Short exercise
Locate each row below that contains the string "cloud" and copy those rows in full, one per line.

Point placement rows:
◆ ◆ ◆ ◆

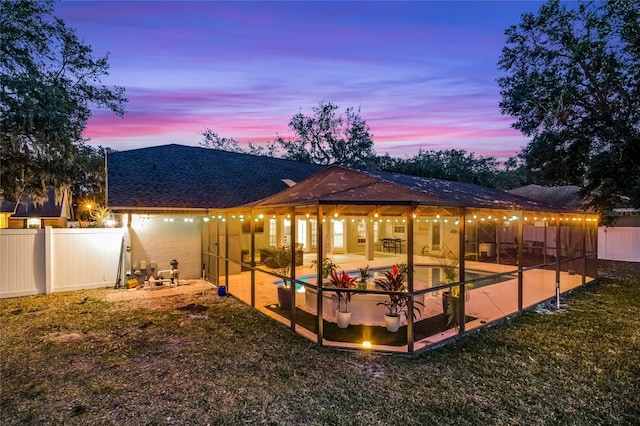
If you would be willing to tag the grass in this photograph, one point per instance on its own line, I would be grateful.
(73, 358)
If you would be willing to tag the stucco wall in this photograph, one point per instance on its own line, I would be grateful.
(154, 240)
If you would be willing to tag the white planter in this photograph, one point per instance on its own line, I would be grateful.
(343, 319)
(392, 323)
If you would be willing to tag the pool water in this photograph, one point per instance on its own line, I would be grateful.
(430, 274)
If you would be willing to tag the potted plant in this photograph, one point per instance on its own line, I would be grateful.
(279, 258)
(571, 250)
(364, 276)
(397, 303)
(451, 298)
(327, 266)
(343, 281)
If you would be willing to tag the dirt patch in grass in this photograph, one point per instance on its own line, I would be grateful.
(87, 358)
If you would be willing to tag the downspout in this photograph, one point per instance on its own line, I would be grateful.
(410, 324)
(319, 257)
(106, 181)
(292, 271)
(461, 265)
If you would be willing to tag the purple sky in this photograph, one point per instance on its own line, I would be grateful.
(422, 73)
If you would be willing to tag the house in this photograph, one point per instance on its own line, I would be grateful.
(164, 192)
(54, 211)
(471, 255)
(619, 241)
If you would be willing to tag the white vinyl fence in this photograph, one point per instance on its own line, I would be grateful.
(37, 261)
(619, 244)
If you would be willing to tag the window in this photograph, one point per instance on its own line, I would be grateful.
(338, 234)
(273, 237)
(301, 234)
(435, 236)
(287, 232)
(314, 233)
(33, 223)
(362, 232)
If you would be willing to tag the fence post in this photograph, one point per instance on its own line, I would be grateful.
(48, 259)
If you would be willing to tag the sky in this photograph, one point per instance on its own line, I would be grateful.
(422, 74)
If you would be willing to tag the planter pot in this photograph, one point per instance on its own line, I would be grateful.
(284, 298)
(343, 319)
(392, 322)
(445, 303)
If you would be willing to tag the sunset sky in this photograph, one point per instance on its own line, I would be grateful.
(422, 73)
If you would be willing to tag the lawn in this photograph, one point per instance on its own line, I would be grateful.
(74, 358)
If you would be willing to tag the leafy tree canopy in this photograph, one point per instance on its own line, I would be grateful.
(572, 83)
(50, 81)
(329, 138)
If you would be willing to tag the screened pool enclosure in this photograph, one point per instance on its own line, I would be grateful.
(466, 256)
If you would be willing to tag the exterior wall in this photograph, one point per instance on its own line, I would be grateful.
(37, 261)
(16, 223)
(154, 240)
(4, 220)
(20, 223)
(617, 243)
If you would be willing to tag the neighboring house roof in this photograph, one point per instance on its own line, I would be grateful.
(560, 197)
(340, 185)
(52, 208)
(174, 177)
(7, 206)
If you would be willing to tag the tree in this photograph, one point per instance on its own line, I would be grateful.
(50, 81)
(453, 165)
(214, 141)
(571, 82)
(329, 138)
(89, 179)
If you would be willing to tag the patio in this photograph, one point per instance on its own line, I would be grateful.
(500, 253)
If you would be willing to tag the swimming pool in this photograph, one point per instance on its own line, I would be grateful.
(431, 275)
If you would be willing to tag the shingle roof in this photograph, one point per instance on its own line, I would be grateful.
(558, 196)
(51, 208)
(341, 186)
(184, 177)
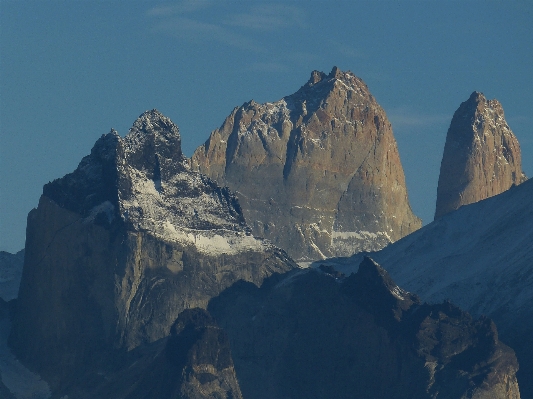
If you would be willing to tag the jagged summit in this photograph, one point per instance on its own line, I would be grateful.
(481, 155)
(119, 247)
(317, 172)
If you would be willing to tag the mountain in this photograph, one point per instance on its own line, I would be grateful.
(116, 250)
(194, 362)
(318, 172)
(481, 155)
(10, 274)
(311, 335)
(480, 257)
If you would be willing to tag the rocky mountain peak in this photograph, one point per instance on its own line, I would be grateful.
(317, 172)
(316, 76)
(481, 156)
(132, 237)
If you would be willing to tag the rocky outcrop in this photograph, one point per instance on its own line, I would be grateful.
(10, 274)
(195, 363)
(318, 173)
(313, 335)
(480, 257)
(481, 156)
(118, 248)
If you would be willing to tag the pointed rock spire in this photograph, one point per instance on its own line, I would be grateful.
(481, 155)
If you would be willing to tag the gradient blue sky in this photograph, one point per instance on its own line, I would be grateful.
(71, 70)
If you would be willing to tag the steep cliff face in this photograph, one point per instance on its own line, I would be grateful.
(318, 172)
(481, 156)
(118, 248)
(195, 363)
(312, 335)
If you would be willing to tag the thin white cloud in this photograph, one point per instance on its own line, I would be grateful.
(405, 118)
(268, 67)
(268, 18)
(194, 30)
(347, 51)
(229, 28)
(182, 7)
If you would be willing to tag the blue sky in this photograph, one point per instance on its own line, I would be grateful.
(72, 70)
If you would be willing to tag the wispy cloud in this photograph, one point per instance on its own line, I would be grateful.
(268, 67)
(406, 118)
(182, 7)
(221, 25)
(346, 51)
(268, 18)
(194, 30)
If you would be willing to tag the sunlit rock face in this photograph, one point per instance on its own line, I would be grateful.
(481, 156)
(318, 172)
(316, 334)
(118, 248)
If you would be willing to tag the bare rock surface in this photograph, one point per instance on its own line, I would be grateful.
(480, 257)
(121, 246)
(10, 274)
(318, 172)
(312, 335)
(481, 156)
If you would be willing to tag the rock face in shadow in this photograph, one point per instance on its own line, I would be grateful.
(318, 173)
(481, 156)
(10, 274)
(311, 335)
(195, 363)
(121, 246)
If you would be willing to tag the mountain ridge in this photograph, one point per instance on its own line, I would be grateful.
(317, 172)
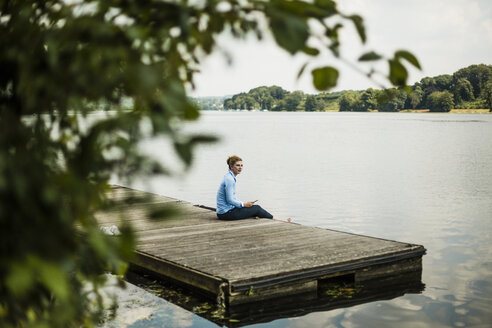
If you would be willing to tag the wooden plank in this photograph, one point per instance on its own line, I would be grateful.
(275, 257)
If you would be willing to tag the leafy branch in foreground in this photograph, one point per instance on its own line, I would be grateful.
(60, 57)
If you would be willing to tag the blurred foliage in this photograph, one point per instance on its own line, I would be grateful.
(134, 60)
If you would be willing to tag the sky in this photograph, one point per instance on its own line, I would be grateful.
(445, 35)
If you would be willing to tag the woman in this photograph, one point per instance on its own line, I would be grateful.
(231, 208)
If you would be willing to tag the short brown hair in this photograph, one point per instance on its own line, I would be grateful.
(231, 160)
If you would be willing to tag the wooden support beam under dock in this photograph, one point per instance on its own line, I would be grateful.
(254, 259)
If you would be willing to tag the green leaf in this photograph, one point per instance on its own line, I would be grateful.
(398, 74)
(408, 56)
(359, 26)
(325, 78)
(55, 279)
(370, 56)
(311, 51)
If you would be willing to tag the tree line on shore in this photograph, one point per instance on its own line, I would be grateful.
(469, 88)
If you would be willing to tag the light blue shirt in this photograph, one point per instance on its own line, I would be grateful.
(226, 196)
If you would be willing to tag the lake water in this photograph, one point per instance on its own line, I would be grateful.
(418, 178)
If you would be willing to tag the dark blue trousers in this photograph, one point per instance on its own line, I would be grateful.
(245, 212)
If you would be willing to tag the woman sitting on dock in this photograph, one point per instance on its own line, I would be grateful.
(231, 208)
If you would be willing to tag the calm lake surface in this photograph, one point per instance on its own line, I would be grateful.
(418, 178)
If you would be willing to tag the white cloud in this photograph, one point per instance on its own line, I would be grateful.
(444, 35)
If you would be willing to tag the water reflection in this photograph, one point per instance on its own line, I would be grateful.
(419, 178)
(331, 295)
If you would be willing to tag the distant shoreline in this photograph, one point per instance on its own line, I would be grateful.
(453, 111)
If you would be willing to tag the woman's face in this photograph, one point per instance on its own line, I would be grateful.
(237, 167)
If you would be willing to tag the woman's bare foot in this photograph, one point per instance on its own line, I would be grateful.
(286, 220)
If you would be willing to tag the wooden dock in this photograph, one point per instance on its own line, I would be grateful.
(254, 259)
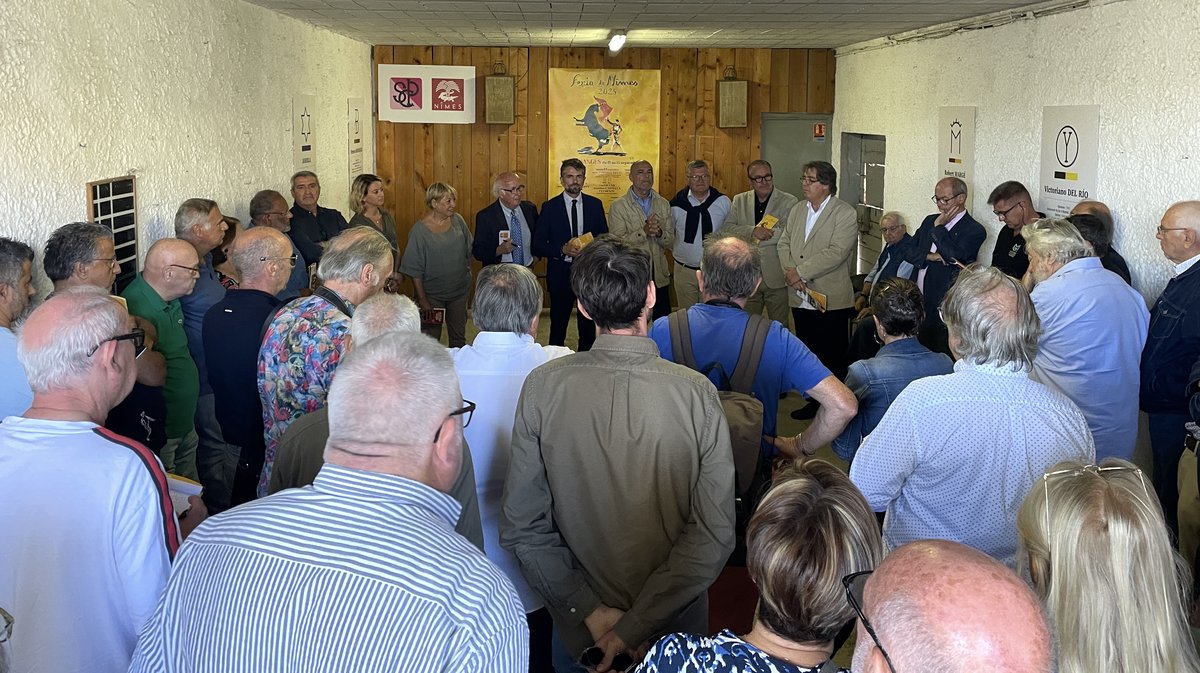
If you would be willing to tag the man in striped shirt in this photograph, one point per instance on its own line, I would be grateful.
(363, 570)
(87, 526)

◆ ◆ ◆ ◆

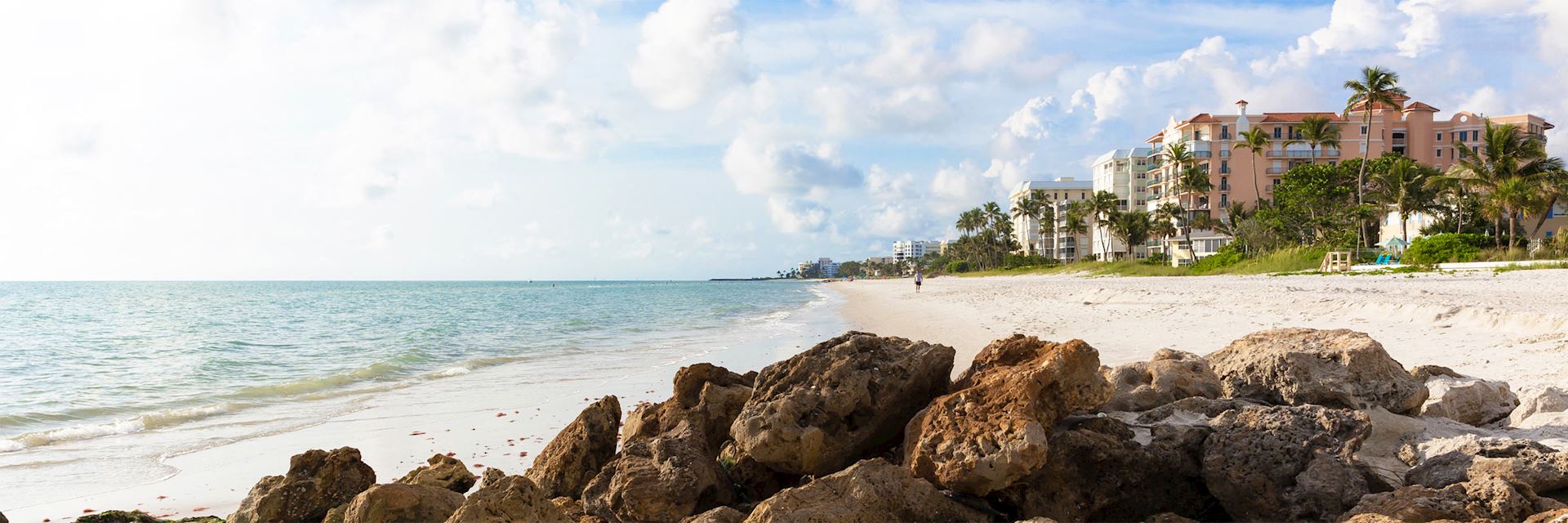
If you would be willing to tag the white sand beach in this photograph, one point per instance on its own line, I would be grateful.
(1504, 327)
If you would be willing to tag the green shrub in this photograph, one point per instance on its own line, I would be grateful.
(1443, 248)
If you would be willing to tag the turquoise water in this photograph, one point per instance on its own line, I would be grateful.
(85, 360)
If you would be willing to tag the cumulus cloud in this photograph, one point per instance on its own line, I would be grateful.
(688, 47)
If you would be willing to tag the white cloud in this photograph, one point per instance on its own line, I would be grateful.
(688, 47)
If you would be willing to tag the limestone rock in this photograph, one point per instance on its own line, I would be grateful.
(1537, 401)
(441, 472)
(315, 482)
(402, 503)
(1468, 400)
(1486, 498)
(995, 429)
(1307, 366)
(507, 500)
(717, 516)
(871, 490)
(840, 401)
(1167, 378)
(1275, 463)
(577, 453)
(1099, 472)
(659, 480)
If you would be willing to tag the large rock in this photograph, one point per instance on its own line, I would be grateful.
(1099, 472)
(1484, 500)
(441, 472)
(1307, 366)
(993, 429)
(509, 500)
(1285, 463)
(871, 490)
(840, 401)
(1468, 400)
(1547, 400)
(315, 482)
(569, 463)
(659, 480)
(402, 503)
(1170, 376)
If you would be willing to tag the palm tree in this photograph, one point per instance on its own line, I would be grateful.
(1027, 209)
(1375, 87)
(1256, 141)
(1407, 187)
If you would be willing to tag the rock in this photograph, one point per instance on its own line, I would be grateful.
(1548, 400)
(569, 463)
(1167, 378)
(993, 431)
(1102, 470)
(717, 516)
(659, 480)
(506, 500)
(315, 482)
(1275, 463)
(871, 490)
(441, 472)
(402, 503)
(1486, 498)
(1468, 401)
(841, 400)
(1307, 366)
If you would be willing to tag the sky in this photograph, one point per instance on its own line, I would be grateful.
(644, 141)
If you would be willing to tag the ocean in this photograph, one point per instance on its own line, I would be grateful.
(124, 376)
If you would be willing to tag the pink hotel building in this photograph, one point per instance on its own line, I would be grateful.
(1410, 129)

◆ ◆ ◆ ◆

Solution for this problem
If you would be willing to tag the thin white cloud in this photograph, one point per instance on its own line, I would be grateful.
If you would be willing to tag the wispy cloud in this photograph, one point per instance on its own line, I would be grateful.
If you would be willing to tag the white cloud in this photograph, one point per instance on its own line, I would be grateful.
If you would be willing to tag the cumulus cloud in this photograph, one point per instance on its own line, I would be grateful.
If you would be willing to tag the white cloud in this photograph, one point per instance on its own line, I would be grateful.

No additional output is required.